Can you edit the data from its first line through the line with "pixel 903 337" so that "tree trunk" becomes "trunk of a tree", keeping everything else unchanged and leaving the pictures out?

(Records of labeled points)
☆ ☆ ☆ ☆ ☆ ☆ ☆

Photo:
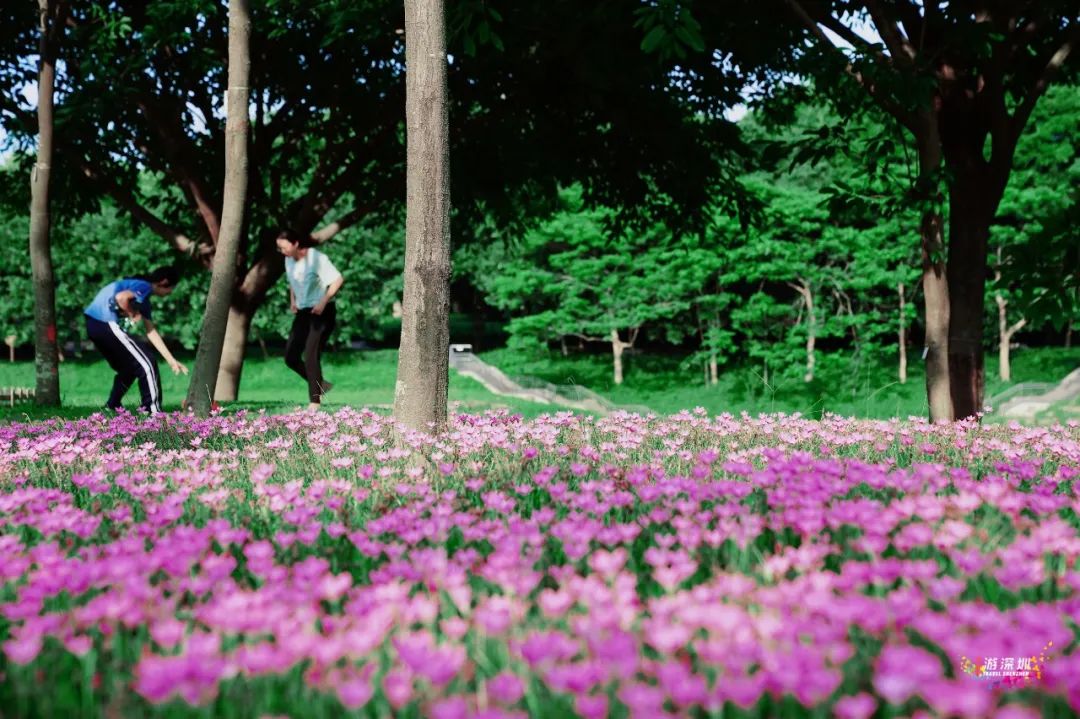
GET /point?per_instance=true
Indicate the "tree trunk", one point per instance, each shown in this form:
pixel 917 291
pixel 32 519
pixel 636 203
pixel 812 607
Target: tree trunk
pixel 970 214
pixel 45 357
pixel 617 348
pixel 935 288
pixel 420 393
pixel 935 292
pixel 246 299
pixel 806 292
pixel 224 276
pixel 1004 337
pixel 903 337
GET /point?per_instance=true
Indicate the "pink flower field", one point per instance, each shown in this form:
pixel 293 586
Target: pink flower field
pixel 324 566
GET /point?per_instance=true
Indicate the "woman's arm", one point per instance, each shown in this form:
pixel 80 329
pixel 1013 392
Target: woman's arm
pixel 159 344
pixel 331 292
pixel 124 300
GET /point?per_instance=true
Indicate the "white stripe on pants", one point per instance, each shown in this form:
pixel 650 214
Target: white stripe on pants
pixel 144 362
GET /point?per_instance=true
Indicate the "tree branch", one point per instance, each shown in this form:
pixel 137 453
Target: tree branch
pixel 586 338
pixel 1015 327
pixel 178 151
pixel 900 46
pixel 347 220
pixel 905 118
pixel 180 242
pixel 1053 65
pixel 913 23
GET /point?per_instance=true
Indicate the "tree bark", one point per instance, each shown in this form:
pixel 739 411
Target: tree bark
pixel 246 299
pixel 902 333
pixel 46 352
pixel 201 391
pixel 804 288
pixel 617 348
pixel 935 290
pixel 1006 333
pixel 420 393
pixel 971 209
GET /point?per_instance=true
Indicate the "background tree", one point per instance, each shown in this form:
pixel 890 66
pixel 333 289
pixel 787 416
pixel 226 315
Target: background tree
pixel 572 279
pixel 146 80
pixel 211 340
pixel 962 78
pixel 52 15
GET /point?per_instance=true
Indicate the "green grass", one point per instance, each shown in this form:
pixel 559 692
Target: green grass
pixel 867 390
pixel 366 379
pixel 361 379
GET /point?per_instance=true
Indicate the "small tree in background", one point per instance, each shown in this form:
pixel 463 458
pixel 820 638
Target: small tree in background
pixel 46 352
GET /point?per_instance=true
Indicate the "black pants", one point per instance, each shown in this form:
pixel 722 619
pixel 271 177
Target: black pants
pixel 131 360
pixel 308 337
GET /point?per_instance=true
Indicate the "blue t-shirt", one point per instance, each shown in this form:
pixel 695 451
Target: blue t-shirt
pixel 102 308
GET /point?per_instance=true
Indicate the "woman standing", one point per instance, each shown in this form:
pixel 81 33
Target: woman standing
pixel 313 281
pixel 109 317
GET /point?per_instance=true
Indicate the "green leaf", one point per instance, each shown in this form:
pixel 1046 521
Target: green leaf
pixel 655 38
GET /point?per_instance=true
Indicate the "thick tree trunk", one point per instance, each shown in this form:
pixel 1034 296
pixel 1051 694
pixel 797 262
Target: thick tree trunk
pixel 902 336
pixel 935 289
pixel 46 354
pixel 245 300
pixel 935 292
pixel 420 393
pixel 617 348
pixel 223 280
pixel 970 214
pixel 1006 333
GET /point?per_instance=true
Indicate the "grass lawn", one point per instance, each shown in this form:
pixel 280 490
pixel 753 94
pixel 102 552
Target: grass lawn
pixel 361 379
pixel 840 387
pixel 366 379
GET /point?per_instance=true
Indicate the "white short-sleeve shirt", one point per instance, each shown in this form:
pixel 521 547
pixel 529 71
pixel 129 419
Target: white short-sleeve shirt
pixel 310 276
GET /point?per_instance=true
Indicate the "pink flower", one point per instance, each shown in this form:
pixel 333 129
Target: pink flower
pixel 167 633
pixel 455 627
pixel 23 650
pixel 860 706
pixel 903 670
pixel 354 692
pixel 453 707
pixel 591 707
pixel 397 687
pixel 505 688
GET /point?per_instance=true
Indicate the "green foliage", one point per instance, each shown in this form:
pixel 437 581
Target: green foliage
pixel 1037 225
pixel 570 279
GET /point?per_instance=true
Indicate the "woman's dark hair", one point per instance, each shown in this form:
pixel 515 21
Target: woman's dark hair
pixel 295 238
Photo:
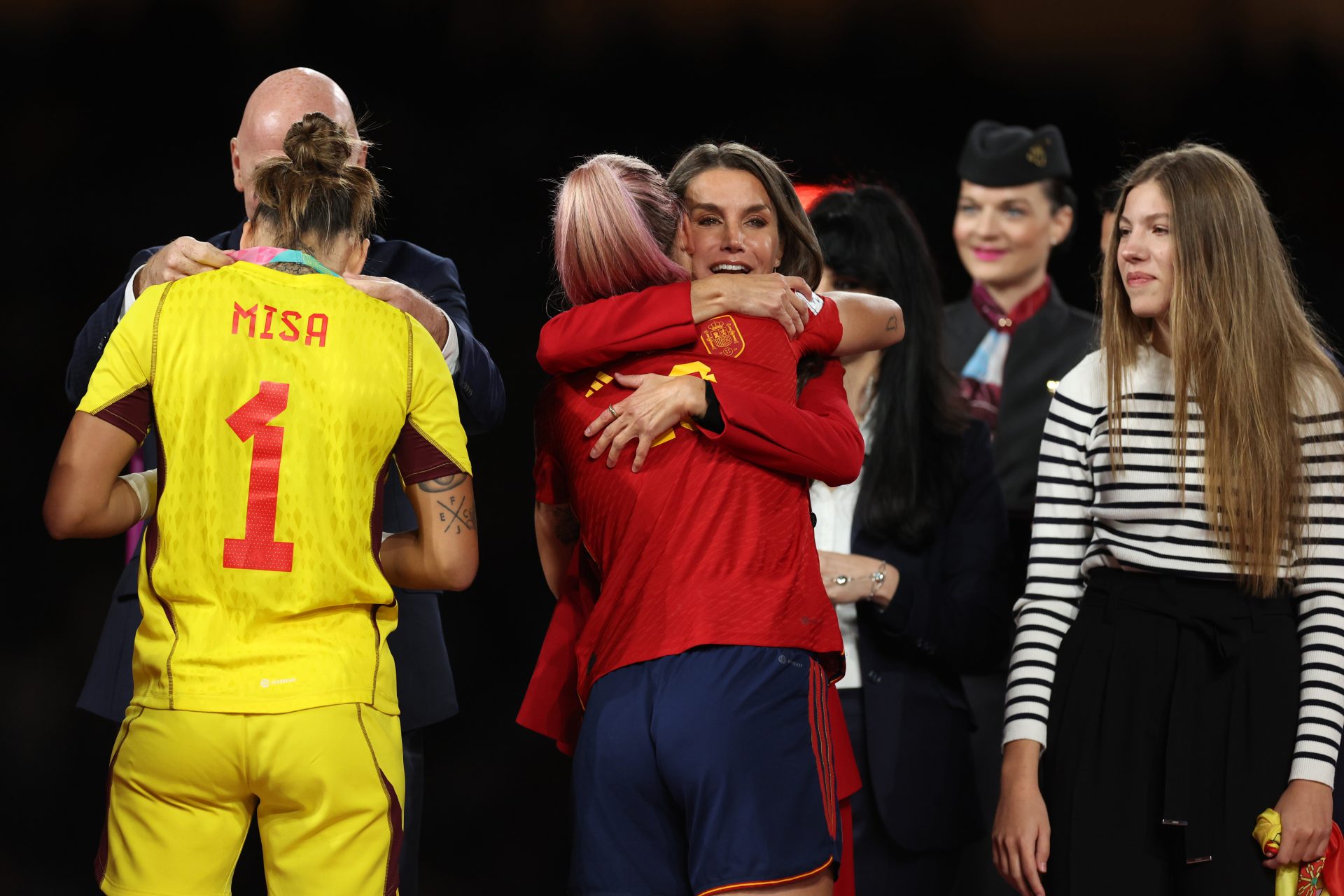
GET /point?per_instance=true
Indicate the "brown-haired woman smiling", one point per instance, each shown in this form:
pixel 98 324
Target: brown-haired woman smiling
pixel 1187 568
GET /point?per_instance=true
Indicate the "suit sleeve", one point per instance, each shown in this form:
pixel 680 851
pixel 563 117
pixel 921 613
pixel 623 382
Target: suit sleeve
pixel 433 442
pixel 818 438
pixel 120 386
pixel 479 386
pixel 958 613
pixel 589 335
pixel 93 337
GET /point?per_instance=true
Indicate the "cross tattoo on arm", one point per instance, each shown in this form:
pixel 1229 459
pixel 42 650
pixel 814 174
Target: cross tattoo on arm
pixel 454 514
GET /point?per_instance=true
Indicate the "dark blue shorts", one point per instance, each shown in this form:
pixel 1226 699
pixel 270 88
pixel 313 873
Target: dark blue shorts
pixel 704 773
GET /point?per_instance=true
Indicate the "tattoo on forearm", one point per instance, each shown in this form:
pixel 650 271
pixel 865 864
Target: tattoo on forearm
pixel 456 514
pixel 564 523
pixel 444 482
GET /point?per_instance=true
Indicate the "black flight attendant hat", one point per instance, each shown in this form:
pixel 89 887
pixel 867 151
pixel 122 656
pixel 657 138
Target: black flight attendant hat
pixel 1000 155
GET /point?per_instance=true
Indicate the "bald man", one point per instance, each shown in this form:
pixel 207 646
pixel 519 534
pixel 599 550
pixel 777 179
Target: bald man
pixel 398 273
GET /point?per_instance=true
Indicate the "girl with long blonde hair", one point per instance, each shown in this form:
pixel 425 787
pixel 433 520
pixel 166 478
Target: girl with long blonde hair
pixel 1187 564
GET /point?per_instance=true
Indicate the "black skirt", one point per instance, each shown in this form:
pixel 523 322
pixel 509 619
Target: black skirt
pixel 1172 723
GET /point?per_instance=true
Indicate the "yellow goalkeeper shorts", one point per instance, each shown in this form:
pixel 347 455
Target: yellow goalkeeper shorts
pixel 327 785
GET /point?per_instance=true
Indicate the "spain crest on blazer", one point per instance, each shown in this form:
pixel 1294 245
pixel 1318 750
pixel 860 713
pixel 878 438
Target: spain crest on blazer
pixel 721 336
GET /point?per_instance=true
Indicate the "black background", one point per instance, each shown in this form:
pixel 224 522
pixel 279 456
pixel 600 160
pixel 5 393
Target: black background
pixel 118 118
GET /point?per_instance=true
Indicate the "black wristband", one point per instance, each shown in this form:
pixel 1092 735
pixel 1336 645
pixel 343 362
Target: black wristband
pixel 713 416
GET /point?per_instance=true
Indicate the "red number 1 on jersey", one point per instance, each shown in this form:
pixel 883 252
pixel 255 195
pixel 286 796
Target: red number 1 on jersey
pixel 260 550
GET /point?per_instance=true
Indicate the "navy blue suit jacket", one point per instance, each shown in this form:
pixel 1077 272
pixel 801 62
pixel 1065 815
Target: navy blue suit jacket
pixel 951 614
pixel 424 676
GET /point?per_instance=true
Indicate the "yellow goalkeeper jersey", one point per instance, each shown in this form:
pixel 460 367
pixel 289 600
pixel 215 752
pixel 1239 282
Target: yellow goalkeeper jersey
pixel 279 402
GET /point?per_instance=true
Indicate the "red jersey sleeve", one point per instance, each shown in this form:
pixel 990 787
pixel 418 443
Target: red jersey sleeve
pixel 590 335
pixel 822 335
pixel 818 438
pixel 547 475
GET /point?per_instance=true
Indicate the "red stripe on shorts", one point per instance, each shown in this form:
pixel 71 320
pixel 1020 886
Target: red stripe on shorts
pixel 819 719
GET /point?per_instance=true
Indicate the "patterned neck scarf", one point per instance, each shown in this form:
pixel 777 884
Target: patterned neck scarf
pixel 983 377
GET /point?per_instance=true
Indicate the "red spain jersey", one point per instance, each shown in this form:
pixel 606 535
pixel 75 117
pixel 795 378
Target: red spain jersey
pixel 699 547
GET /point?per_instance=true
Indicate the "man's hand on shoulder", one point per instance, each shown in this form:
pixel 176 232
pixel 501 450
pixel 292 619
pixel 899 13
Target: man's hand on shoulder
pixel 403 298
pixel 183 257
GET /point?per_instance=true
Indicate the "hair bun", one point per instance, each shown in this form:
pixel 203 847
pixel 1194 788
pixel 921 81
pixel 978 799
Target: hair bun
pixel 318 146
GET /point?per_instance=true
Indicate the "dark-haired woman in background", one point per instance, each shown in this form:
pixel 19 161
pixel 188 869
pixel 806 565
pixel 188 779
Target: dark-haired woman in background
pixel 913 558
pixel 1011 342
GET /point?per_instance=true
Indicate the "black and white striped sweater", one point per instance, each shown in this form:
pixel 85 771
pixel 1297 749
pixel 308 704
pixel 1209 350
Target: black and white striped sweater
pixel 1088 517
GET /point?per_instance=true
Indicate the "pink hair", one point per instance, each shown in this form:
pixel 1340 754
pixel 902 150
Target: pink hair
pixel 615 225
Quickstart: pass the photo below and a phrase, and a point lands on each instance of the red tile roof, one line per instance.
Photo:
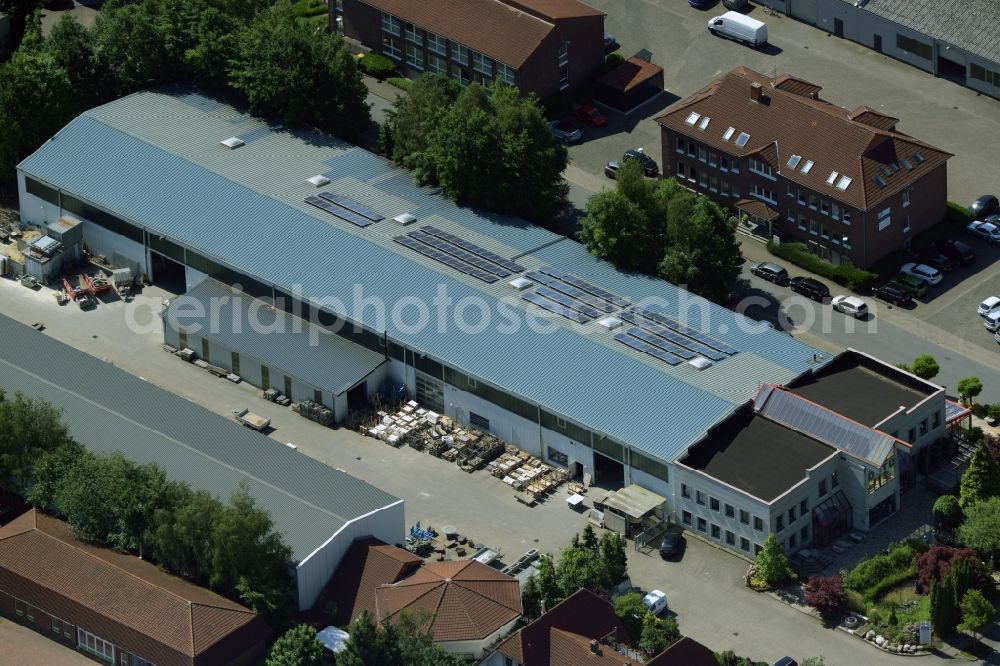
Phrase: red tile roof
(491, 27)
(862, 146)
(583, 614)
(367, 564)
(464, 600)
(112, 594)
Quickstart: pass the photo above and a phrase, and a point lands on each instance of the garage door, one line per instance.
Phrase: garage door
(804, 10)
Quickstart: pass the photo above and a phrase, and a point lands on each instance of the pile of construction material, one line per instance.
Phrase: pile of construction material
(314, 411)
(470, 449)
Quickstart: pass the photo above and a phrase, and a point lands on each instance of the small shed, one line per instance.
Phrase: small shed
(632, 509)
(629, 84)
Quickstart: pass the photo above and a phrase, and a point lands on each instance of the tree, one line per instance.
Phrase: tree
(826, 594)
(925, 367)
(30, 429)
(278, 57)
(981, 529)
(977, 612)
(981, 479)
(772, 564)
(969, 388)
(297, 647)
(947, 511)
(657, 635)
(631, 610)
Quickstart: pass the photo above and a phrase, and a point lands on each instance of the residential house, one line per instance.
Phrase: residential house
(115, 607)
(848, 184)
(540, 46)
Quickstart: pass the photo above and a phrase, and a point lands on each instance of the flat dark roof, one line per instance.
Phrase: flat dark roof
(860, 389)
(756, 455)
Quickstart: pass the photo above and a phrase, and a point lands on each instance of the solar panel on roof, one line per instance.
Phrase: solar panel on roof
(586, 286)
(352, 206)
(459, 253)
(513, 267)
(571, 291)
(337, 211)
(552, 306)
(446, 259)
(571, 303)
(641, 346)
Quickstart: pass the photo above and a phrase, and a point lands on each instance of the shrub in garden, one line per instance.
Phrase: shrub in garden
(826, 594)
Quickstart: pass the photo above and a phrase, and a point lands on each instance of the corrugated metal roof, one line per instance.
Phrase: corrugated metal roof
(252, 328)
(308, 501)
(820, 423)
(154, 158)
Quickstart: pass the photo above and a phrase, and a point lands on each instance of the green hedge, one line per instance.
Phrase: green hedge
(846, 274)
(399, 82)
(377, 66)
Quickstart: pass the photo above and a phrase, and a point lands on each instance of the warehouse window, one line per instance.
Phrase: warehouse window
(480, 422)
(43, 192)
(914, 46)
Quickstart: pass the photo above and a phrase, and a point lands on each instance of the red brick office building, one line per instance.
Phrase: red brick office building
(849, 184)
(116, 608)
(540, 46)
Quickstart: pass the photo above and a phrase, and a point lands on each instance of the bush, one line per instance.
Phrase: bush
(846, 274)
(399, 82)
(871, 572)
(376, 66)
(947, 511)
(826, 594)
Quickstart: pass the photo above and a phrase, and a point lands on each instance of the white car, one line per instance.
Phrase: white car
(989, 306)
(850, 305)
(985, 230)
(655, 601)
(924, 272)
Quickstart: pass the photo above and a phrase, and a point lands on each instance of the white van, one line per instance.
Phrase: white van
(739, 27)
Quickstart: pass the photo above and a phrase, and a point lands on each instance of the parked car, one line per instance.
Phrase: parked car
(565, 131)
(984, 205)
(989, 306)
(957, 251)
(589, 114)
(911, 283)
(655, 601)
(988, 231)
(671, 545)
(649, 165)
(850, 305)
(739, 27)
(929, 275)
(770, 272)
(937, 260)
(892, 293)
(810, 288)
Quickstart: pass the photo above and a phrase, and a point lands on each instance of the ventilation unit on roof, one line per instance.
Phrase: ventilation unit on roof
(700, 363)
(520, 283)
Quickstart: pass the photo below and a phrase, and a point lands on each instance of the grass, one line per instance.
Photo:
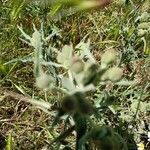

☆ ☆ ☆ ☆ ☆ ☆ ☆

• FULL ANSWER:
Photo:
GET /point?per_instance=true
Indicate the "trunk of a tree", one point per instance, each shown in this form:
pixel 917 291
pixel 32 519
pixel 636 203
pixel 812 607
Target: trunk of a tree
pixel 970 214
pixel 45 357
pixel 617 348
pixel 935 288
pixel 420 393
pixel 935 292
pixel 246 299
pixel 806 292
pixel 224 276
pixel 1004 337
pixel 903 337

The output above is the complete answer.